DOCUMENT SEGMENT »

Is this your experience with change? 
    • Lackluster Results 
    • Failed implementation
    • Frustrated employees unwilling to engage
    • Misaligned leadership
    • Competing approaches to change
Unfortunately, this is way too common in organizations. We need to change how change happens. For too long, we have taken a management approach to change that focuses on the technical aspects of change (what’s changing and what’s not, who needs to be involved, stakeholder management, communication management, information management) and delayed or ignored the human side of change that requires leadership (communication, education, involvement). Great leaders of change do three things differently:
  1. Change how they think and talk about change. They engage in big conversations about performance, capacity to change, friction points in the business, the culture and what it’s like to work here, the emotions of change, and what’s in it for employees if they do change. 
  1. Change their approach to change. Change is successful only when it’s focused both inside-out and outside-in. “Changing the system will change what people do. Changing what people do will not change the system.” (Peter Scholtes). Training programs to help individuals deal with change won’t change organizational misalignments. And restructuring the business isn’t enough to deal with the emotional side of change that people experience. William Bridges, a guru of change, said, “You simply cannot get the results you need without getting into ‘that personal stuff.’ The results depend on getting people to stop doing things the old way and getting them to start doing things a new way. There is no way to do that impersonally.” Successful change transforms all three levels in an organization—individual, team, and organization.
  1. Elevate the roles they play. Great change leaders play differently. They move from the background or sidelines and engage directly. They don’t delegate to a change team but step in and lead. They change communication from rhetoric and platitudes to practical and authentic. They model, they listen, and they engage in the difficult conversations. Great leaders of change play five roles that set them apart from managers of change:
      • Focus: Set the direction and pace of change; communicate the What, Why, When, and How of change (over and over and over again)
      • Align: Remove roadblocks and old ways of doing business to enable new behaviors required by the change
      • Engage: Foster conditions that boost engagement and create an effective culture 
      • Lead: Transform their personal leadership and the aggregate effectiveness and capacity of the leadership team
      • Sustain: Institutionalize change into the “way we do things” and ensure it is owned by the business
1. Change the Way You Change!

(Excerpts of pointing data)
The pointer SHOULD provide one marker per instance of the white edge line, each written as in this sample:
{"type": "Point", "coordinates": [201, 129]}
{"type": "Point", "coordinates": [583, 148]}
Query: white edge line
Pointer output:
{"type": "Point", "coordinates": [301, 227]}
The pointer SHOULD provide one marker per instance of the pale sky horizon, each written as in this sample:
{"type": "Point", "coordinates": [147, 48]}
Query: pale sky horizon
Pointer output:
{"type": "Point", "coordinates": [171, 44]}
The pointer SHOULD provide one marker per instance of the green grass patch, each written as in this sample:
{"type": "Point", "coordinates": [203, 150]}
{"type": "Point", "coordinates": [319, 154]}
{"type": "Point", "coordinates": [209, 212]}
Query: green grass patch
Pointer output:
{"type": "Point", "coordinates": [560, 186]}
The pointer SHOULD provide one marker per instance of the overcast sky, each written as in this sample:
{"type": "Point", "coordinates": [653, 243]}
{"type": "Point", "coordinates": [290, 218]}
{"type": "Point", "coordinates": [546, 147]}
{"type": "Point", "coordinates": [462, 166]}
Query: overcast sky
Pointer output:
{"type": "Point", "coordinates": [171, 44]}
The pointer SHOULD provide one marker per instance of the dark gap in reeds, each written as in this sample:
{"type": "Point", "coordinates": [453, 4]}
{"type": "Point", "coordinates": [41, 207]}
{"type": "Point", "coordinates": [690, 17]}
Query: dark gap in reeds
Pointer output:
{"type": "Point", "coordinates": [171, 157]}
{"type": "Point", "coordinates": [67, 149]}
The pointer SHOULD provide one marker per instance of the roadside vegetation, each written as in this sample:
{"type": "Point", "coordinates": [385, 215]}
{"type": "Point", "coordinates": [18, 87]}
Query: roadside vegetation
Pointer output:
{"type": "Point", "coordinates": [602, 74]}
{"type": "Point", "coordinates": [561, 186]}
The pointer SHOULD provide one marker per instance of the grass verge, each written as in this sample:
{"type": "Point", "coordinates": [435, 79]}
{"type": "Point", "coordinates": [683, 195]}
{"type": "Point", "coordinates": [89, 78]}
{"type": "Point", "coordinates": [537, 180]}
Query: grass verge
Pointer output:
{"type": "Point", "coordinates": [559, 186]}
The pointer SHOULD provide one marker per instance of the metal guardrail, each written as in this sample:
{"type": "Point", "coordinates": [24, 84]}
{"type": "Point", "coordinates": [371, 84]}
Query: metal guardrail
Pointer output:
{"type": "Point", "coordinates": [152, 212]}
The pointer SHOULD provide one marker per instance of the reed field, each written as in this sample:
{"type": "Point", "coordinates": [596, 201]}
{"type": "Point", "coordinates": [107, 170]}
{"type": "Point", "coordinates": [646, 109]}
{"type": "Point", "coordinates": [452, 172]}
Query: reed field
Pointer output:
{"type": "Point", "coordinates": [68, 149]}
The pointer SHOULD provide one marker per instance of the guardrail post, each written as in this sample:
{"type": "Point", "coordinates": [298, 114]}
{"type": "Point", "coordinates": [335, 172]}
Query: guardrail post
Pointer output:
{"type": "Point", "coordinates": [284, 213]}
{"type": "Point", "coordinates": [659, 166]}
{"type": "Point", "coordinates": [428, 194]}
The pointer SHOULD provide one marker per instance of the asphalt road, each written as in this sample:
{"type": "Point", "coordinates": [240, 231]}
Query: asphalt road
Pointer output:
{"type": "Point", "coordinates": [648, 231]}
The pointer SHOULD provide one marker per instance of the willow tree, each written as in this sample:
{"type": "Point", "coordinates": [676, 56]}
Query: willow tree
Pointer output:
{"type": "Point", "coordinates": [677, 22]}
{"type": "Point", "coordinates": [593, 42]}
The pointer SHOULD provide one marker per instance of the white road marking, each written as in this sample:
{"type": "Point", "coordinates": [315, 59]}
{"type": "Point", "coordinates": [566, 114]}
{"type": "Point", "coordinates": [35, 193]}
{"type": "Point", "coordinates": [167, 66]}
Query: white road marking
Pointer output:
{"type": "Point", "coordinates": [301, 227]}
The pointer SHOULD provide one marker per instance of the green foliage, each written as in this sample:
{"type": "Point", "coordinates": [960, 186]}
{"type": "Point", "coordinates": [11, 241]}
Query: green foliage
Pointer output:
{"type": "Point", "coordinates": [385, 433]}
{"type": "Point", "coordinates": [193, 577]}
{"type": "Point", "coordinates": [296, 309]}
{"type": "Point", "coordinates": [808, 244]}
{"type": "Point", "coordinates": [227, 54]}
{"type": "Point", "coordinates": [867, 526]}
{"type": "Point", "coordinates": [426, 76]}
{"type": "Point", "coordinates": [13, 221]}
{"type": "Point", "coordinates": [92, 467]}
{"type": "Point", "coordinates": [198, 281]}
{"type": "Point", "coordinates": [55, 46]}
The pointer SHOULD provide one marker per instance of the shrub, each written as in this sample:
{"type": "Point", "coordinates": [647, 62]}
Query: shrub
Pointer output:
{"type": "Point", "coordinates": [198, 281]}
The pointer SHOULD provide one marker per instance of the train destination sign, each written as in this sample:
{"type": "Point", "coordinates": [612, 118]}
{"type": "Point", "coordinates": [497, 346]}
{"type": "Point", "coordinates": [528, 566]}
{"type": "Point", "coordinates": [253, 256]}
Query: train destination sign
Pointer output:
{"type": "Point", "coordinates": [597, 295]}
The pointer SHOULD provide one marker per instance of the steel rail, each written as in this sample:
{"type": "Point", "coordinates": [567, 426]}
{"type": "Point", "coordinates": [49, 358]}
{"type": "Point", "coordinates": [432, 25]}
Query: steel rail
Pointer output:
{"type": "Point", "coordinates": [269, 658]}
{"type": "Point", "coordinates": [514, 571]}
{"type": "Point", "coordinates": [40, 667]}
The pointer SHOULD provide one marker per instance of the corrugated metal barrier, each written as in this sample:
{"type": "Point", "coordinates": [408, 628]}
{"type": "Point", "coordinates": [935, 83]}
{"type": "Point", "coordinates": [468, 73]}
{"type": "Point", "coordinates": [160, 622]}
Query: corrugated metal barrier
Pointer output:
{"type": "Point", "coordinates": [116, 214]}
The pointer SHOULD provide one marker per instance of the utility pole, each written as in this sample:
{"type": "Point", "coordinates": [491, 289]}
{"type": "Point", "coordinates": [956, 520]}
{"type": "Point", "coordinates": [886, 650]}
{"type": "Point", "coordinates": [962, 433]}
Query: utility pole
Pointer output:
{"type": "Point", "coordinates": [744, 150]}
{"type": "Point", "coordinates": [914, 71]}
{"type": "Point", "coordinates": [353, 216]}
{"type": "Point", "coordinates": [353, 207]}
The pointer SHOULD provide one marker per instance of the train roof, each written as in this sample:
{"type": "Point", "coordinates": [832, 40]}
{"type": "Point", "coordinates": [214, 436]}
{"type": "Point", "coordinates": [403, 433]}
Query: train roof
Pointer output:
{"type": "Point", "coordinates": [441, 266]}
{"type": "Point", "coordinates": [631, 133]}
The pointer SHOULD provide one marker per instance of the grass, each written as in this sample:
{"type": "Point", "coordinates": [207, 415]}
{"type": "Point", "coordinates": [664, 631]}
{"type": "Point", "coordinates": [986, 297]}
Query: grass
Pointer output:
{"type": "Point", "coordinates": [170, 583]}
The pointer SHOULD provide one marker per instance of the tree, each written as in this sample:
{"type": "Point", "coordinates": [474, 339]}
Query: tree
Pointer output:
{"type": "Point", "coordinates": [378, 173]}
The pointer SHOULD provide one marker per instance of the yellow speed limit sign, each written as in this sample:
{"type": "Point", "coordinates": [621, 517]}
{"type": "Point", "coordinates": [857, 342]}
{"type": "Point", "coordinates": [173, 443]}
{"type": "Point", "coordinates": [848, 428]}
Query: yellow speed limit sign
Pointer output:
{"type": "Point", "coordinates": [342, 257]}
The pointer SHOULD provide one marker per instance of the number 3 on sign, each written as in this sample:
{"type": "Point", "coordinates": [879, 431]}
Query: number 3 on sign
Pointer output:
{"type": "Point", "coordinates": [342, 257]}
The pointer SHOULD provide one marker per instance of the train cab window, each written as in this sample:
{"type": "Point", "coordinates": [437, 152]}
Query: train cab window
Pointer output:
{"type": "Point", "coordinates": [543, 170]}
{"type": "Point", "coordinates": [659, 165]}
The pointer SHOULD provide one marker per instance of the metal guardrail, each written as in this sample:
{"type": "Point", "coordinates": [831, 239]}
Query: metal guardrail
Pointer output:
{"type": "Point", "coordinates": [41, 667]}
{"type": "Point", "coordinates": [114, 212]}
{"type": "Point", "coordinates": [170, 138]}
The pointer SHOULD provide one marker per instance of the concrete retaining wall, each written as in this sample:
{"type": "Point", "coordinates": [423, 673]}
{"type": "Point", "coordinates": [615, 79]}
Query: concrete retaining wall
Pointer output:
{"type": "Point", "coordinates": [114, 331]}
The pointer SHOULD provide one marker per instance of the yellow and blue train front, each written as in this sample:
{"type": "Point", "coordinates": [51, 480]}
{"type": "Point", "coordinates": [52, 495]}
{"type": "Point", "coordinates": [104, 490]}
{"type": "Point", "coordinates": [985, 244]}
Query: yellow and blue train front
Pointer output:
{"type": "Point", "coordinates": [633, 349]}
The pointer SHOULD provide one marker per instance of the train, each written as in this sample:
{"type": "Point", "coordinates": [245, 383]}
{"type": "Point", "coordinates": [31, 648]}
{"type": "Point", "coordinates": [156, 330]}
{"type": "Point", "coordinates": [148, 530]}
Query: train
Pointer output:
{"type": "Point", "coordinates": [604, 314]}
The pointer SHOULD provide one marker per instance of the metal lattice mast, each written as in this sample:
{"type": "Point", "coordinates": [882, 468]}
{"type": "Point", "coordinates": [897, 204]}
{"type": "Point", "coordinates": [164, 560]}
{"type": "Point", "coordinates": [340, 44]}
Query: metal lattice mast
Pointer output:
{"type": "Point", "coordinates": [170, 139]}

EXERCISES »
1. From the passage on leading change, extract the words starting at "1. Elevate the" and ending at "and over again)".
2. According to the passage on leading change, which three levels in an organization does successful change transform?
Rely only on the passage on leading change, not on the listing.

TASK-BY-TASK OUTPUTS »
1.
1. Elevate the roles they play. Great change leaders play differently. They move from the background or sidelines and engage directly. They don’t delegate to a change team but step in and lead. They change communication from rhetoric and platitudes to practical and authentic. They model, they listen, and they engage in the difficult conversations. Great leaders of change play five roles that set them apart from managers of change:
      • Focus: Set the direction and pace of change; communicate the What, Why, When, and How of change (over and over and over again)

2. Individual, team, and organization.